Provided material:
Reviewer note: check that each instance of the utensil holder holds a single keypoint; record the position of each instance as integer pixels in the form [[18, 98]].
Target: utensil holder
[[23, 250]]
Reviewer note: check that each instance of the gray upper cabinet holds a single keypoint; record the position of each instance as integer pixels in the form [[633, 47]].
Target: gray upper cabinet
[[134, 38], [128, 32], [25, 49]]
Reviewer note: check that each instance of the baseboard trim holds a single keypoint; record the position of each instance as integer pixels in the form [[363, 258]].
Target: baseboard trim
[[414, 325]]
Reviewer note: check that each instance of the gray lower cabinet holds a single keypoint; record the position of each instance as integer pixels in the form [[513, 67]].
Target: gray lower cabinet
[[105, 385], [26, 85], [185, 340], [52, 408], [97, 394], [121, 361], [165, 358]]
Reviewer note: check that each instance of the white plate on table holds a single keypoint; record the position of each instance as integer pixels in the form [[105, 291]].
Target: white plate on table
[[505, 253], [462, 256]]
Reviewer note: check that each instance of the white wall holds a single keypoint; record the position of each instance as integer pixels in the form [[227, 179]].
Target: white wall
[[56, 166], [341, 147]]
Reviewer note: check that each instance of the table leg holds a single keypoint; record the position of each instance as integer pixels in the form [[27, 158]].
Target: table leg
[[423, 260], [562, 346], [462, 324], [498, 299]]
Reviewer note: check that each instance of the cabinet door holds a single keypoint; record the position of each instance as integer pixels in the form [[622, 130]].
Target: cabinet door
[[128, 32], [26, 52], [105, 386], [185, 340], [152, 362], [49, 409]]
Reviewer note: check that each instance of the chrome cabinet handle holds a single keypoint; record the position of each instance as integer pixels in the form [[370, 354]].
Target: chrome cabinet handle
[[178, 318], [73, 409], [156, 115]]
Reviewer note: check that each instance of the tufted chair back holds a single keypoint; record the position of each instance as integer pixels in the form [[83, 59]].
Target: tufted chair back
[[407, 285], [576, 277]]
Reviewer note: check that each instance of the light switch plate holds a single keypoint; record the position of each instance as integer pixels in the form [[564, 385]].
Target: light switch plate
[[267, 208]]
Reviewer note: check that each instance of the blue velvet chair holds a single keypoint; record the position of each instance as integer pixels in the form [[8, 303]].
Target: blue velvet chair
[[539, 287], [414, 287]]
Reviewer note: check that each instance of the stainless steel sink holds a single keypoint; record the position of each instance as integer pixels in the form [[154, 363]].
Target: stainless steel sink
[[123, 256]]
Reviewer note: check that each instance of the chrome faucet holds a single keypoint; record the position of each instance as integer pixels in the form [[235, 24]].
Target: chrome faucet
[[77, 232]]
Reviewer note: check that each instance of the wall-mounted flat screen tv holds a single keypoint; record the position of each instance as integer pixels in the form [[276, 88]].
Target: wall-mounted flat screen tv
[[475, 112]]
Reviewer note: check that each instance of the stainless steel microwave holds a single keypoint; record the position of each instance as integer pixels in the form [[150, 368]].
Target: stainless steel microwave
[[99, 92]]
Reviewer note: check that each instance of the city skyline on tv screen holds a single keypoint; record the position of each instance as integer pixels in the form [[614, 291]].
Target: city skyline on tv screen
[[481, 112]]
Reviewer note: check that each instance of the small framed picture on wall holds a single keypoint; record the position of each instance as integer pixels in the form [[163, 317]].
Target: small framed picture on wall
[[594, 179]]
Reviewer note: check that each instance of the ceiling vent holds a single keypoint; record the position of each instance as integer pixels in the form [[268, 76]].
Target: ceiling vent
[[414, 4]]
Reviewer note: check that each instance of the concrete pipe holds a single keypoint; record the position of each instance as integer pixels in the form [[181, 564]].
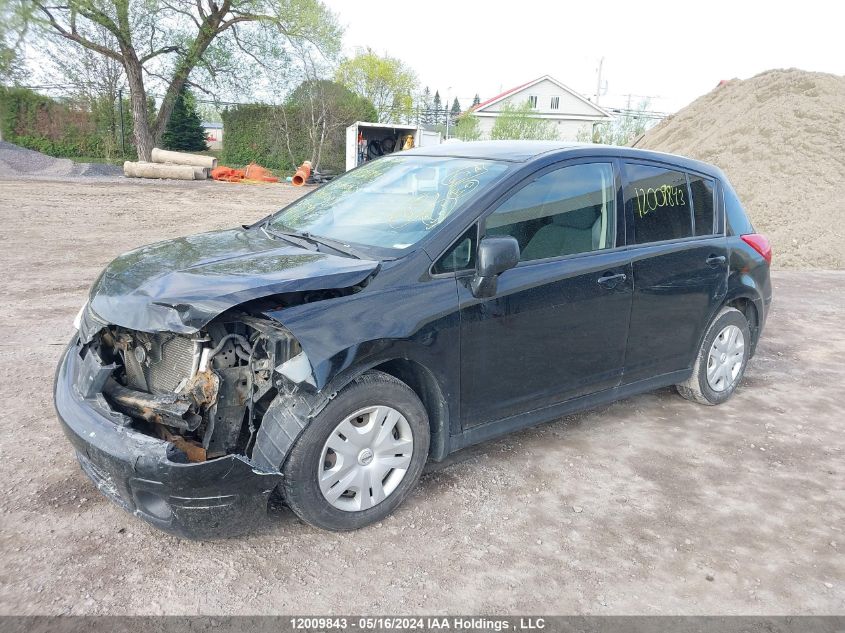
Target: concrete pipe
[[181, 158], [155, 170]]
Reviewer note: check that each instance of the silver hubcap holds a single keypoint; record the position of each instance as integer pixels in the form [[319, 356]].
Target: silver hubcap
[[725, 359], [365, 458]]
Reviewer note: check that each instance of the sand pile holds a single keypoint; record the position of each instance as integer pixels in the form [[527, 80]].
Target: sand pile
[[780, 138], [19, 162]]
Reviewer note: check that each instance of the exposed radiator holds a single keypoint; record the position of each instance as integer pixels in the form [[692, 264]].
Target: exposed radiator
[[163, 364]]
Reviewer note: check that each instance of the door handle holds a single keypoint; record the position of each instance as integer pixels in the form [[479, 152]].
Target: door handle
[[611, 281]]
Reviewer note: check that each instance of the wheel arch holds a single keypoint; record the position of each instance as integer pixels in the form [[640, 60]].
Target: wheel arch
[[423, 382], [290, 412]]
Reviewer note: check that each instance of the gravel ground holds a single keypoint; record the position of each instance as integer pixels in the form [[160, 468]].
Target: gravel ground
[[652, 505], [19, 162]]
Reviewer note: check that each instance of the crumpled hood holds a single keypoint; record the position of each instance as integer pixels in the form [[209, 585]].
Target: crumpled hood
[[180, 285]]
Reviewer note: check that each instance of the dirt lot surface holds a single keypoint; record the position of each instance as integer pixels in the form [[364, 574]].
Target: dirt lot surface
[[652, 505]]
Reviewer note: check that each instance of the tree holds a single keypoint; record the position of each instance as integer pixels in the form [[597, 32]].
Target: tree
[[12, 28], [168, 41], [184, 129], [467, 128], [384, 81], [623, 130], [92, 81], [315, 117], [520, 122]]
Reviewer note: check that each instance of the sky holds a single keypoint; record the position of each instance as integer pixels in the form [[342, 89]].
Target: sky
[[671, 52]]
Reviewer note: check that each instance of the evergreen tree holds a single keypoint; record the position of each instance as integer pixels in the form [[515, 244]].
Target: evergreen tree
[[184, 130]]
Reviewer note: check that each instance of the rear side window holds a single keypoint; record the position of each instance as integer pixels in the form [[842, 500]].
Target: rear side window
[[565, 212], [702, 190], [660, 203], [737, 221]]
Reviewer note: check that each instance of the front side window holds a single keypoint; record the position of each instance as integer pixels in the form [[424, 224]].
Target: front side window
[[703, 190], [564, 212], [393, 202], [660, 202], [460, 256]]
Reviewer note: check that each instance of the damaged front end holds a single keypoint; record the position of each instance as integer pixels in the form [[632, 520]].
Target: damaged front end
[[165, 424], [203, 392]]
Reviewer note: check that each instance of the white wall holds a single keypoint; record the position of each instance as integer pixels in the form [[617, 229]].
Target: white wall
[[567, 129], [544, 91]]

What is asked:
Change every "Reviewer note" in the data to "Annotator note" and leave everything else as it is. Omit the pictures from your output.

Exercise answer:
Annotator note: check that each instance of the utensil holder holds a single keypoint; record the position of each instance as integer pixels in the form [[18, 98]].
Target: utensil holder
[[23, 250]]
Annotator note: check that each instance of the gray upper cabinet holds a single keypoint; record the position of each instance as integer pixels in the form [[633, 47]].
Target: gray upper cabinet
[[134, 38], [128, 32], [25, 49]]
Annotator note: check that each instance of the baseboard trim holds a single keypoint; record the position of each instance as integer pixels in the form [[363, 258]].
Target: baseboard trim
[[414, 325]]
Annotator note: check that each instance of the gray lower cabinet holds a single keypoint; record the position of each instance as integer pixels in the form [[513, 67]].
Target: gray lower cabinet
[[105, 385], [26, 85], [185, 340], [52, 408], [97, 394], [121, 361], [165, 358]]
Annotator note: check that each instance of the white plate on table holds a single keypoint; record the position of each instance as integer pixels in the form [[105, 291]].
Target: white plate on table
[[505, 253], [462, 256]]
Annotator note: check that each instance of the white wall holds a single keypoint; record the position of each instance as integer pixels in the form [[227, 179]].
Target: white wall
[[56, 166], [341, 147]]
Annotator note: check that each instance of the table leg holds a single keypoint; record the position of each instance as integer pixels in the form [[27, 158]].
Target: table leg
[[423, 260], [562, 346], [462, 324], [498, 299]]
Annotator note: check that each instance of the cabinet door holds a single keypoint; record the position of each instance as integer pixels in the form [[622, 130]].
Target: cabinet door
[[128, 32], [26, 52], [105, 386], [185, 340], [152, 362], [49, 409]]
Annotator note: check that each instance of the chrome cabinet handle holds a single keypoint; record the position of each instance as integer pixels in the form [[370, 354]].
Target: chrome cabinet handle
[[178, 318], [73, 409], [156, 115]]
Annotator note: check that each instance of the tufted chair back holds a single keypoint; record the position of each instance as integer pixels in the form [[83, 59]].
Target: tufted chair back
[[407, 285], [576, 277]]
Annotator note: check that each instance of the light switch plate holds a single keypoint; record the position of each instance as integer pixels in the form [[564, 385]].
Target: light switch plate
[[267, 208]]
Annotator note: check that each instance of the blue velvet chair holds a single keypoint; record the position of each instance as integer pixels in the form [[8, 303]].
Target: blue velvet chair
[[539, 287], [414, 287]]
Annotator note: check that each instance of the stainless steel sink holds a single keypoint; record the position of each instance as integer pixels in the form [[154, 363]].
Target: stainless steel sink
[[123, 256]]
Annotator note: check that each instance of the chrome faucet holds a single keypoint; record the position of each instance as integer pixels in the form [[235, 24]].
Target: chrome faucet
[[77, 232]]
Annotator note: check that each instance of the wall-mounted flat screen tv holds a single keypoint; record the position of each instance as integer pixels in the form [[276, 88]].
Target: wall-mounted flat screen tv
[[475, 112]]
Annotator note: check that each instance of the stainless steel microwave holds a single keypoint; record the position of each instance as integer pixels in the form [[150, 368]].
Target: stainless steel microwave
[[99, 92]]
Annotator note: check that each instance of the city skyline on tv screen holds a single keypoint; record the position of each instance as integer pixels in the form [[614, 291]].
Target: city skyline on tv screen
[[481, 112]]
Annotator note: check that each instance of the small framed picture on wall holds a single keypoint; record the position of each instance as integer pixels in the form [[163, 317]].
Target: small framed picture on wall
[[594, 179]]
Annotator note: check that each instance of the ceiling vent holds a single keypoint; record the position of each instance as integer pixels in the form [[268, 76]].
Target: ceiling vent
[[414, 4]]
Annotator note: check that each instance of the concrete pipe holds a single keypoint; record the position of each instance as integer pixels in the form [[181, 564]].
Target: concrete pipe
[[181, 158], [155, 170]]
Annotator note: check that each instance of the silver hubcap holds a single keypoint; record the position of each instance as integer pixels in the form [[319, 356]].
Target: silver hubcap
[[725, 359], [365, 458]]
Annotator note: check that each instance of the sand pile holds a single keypoint; record the position of each instance as integer pixels in the form [[527, 80]].
Target: sand pile
[[780, 138], [19, 162]]
Annotator note: check that each instance of the exposed radiator holds a single keypoint; record the position of each instance as integer pixels in the form [[692, 264]].
Target: exposed radiator
[[163, 364]]
Annotator note: check that each instance of the door handle holds a single keypoint; record the position of each instance as integer pixels in the form [[479, 152]].
Target: door handle
[[611, 281]]
Annotator note: check that each instance of the wheel arch holds a single keypoint; record the position of each instance as integer pixels in the form [[640, 60]].
Target: wheel arch
[[423, 382], [290, 412]]
Annotator note: check that each instance of the gravel ground holds a single keypoint; record the position of each instance as integer pixels in the form [[160, 468]].
Target: gravel ground
[[652, 505], [19, 162]]
Annotator note: check that each instance of the crumpled hood holds a single keypoint; record the position of each instance as integer pixels in the form [[209, 585]].
Target: crumpled hood
[[180, 285]]
Annotator note: check that each instance of the dirt lot surface holds a single keypoint; record the position of each instance as integer pixels in the form [[364, 574]].
Target: dirt lot surface
[[652, 505]]
Annotator note: check that each instance of the tree holds a single keypoint; record the position of each instance as integer pixels in the form [[597, 32]].
Target: tree
[[12, 28], [168, 41], [184, 129], [467, 128], [384, 81], [623, 130], [92, 81], [315, 117], [520, 122]]
Annotator note: check that each instance of the sky holds a single keypoint; record the position of each instance as integer pixels in the form [[342, 89]].
Target: sky
[[671, 52]]
Annotator note: check that each instance of the evergreen tree holds a single keypoint; record the position of each instance as integer pixels in the form [[515, 244]].
Target: evergreen tree
[[184, 130]]
Annotator note: check that each instance of the rear side window holds a single keypoint; record the position of each instance as integer pixels in the form [[842, 500]].
Target: rear side window
[[565, 212], [702, 190], [660, 203], [737, 221]]
Annotator note: check that each instance of the front side window holds a single keypoint; record the position of each instance as integer pixels in the form [[424, 224]].
Target: front side window
[[703, 190], [564, 212], [393, 202], [660, 202], [460, 256]]
Annotator note: check that each instance of the damaged front end holds a single keypoint; record the position of each instance as integer pixels in the form [[632, 520]].
Target: damaged front end
[[165, 424], [203, 392]]
Annotator note: check that each instance of the white wall holds a single keypoint; record the position of each instance as integer pixels in the form [[617, 229]].
Target: white wall
[[567, 129], [544, 91]]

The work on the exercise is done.